INFORMATION Block Start

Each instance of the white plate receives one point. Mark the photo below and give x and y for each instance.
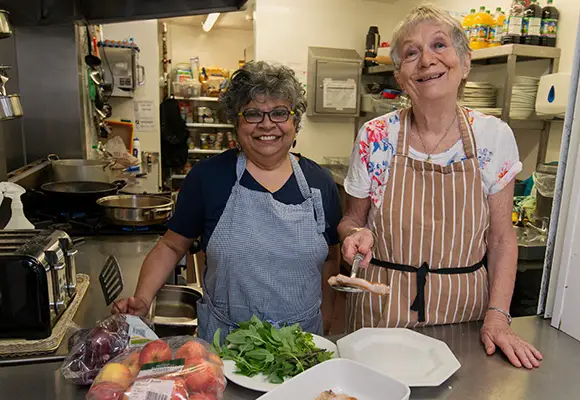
(403, 354)
(260, 382)
(341, 376)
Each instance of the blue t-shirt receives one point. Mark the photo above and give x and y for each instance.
(207, 188)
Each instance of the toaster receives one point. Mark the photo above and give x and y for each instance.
(37, 281)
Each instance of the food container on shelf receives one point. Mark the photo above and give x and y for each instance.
(80, 170)
(10, 107)
(342, 377)
(205, 115)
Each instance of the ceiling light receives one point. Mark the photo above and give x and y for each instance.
(210, 21)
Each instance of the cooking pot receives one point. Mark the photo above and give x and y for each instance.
(136, 210)
(80, 170)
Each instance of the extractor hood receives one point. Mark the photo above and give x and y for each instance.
(51, 12)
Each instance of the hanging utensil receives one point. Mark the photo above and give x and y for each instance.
(353, 272)
(5, 26)
(4, 78)
(91, 60)
(111, 280)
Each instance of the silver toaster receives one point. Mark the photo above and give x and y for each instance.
(37, 281)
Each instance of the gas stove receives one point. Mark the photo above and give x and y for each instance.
(78, 223)
(87, 224)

INFORMATION Block End

EXERCISE GOAL | Write out, exactly as given, the line containing "Each instance of the silver" and every line after it to the end of the records. Include nothing else.

SOLUTION FOR THIS EXERCISE |
Each instance of the silver toaster receives one point. Mark the photo above and give x and y for each instance.
(37, 281)
Each instance of the gas stove receives one point. Mark the photo above and give x and y for each instance.
(78, 223)
(87, 224)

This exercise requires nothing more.